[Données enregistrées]

####################

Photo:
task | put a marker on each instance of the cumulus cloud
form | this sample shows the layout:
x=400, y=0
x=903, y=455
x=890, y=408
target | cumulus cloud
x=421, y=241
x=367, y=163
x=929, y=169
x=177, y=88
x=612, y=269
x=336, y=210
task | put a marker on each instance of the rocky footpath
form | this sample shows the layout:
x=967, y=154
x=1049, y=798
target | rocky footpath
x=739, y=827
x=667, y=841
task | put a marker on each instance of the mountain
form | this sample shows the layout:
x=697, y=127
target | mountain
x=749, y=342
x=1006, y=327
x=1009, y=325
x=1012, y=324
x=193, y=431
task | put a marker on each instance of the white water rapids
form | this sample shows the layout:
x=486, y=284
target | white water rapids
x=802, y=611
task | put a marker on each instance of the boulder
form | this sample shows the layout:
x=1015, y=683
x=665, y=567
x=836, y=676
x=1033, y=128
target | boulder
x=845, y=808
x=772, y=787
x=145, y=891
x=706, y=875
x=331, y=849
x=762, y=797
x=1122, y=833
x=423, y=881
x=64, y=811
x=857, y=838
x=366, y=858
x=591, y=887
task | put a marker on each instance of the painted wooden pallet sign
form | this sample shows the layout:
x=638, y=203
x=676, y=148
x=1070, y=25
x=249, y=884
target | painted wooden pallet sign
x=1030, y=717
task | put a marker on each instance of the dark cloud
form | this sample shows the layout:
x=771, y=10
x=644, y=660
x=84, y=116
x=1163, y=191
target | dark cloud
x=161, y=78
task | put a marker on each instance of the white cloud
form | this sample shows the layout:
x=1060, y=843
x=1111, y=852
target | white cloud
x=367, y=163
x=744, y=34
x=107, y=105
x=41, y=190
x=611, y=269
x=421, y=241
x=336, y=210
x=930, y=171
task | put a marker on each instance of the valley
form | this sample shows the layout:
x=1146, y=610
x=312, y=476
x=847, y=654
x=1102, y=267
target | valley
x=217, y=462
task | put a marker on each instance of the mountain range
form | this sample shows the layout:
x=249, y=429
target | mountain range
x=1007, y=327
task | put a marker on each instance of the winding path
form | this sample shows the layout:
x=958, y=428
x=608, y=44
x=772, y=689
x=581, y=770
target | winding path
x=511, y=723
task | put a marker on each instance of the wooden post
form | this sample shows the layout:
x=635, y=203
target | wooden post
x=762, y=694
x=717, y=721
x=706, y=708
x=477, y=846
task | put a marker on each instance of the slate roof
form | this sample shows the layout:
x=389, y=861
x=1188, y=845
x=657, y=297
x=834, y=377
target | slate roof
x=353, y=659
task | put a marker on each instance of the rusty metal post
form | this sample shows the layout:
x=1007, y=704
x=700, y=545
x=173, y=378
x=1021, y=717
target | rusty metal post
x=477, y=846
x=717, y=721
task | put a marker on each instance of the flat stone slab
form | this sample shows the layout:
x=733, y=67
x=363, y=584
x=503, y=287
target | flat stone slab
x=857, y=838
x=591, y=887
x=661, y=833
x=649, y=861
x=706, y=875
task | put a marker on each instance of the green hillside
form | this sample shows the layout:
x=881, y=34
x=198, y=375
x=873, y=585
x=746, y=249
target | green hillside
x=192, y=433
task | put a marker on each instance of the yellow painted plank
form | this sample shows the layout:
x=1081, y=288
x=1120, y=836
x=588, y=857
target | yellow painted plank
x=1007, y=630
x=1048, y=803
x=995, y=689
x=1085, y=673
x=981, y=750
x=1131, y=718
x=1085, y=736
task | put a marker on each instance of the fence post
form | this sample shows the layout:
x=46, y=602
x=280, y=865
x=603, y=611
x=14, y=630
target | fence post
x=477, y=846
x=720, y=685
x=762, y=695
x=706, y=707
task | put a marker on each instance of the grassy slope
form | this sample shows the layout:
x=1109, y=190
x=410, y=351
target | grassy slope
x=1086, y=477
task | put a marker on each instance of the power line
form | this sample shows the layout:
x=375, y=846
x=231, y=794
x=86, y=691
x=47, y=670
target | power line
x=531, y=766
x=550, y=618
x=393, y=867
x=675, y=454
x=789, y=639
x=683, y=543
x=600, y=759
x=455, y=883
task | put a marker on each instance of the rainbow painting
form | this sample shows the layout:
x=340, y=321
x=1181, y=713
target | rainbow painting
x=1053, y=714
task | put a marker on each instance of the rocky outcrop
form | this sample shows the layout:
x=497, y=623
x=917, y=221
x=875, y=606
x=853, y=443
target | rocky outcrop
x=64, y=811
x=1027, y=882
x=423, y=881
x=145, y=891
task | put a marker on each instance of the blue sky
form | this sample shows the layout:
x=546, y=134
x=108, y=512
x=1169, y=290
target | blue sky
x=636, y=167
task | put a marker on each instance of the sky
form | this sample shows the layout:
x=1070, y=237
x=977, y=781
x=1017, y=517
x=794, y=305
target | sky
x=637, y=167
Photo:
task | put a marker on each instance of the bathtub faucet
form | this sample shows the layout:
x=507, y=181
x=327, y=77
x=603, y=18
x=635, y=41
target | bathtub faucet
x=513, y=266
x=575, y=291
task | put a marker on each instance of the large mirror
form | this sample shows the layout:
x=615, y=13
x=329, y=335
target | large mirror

####################

▶ **EXERCICE ÉCRIT**
Recopiez sans aucune modification les lignes des données qui vont de la ligne contenant « task | put a marker on each instance of the painted » à la ligne contenant « x=161, y=78 », ces deux lignes comprises.

▶ **CORRIGÉ DE L'EXERCICE**
task | put a marker on each instance of the painted wooden pallet sign
form | this sample shows the layout:
x=638, y=203
x=676, y=148
x=1070, y=25
x=249, y=884
target | painted wooden pallet sign
x=1030, y=717
task | put a marker on each instance of the dark cloud
form | this sample shows the layout:
x=771, y=10
x=644, y=660
x=84, y=116
x=1163, y=191
target | dark cloud
x=161, y=78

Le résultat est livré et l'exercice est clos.